• Instructions to follow: Swap "outline" for "contour" in the stretch of items from the line containing "Please trace the outline of every instance of the brick" through the end, and give back only that stretch with everything else unchanged.
----------------------------------------
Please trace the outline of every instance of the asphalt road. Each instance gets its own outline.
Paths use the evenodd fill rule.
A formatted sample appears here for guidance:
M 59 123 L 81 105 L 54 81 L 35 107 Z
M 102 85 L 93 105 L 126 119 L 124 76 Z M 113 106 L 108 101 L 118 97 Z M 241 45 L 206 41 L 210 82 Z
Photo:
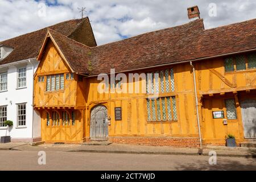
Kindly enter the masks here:
M 0 170 L 255 170 L 256 159 L 166 155 L 46 151 L 46 165 L 38 164 L 38 152 L 0 151 Z M 42 159 L 42 158 L 40 158 Z M 42 162 L 43 160 L 40 160 Z

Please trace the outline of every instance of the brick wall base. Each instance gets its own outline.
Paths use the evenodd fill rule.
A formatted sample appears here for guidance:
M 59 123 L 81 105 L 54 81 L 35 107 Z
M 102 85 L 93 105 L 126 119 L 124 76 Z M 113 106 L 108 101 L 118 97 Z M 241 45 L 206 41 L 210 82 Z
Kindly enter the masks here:
M 199 139 L 195 138 L 114 136 L 109 137 L 109 140 L 111 142 L 122 144 L 176 147 L 200 147 Z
----------------------------------------
• Solution to this exercise:
Please trace the contour of every instance of the brick wall base. Each instance gets its own contour.
Paths use the evenodd fill rule.
A formatted sample appears here for guidance:
M 59 123 L 81 105 L 54 81 L 35 107 Z
M 102 85 L 93 105 L 126 119 L 124 76 Z M 113 106 L 108 101 L 118 97 Z M 241 45 L 206 41 L 210 82 Z
Kindly enter the masks here:
M 199 139 L 195 138 L 114 136 L 109 137 L 109 140 L 111 142 L 122 144 L 176 147 L 200 147 Z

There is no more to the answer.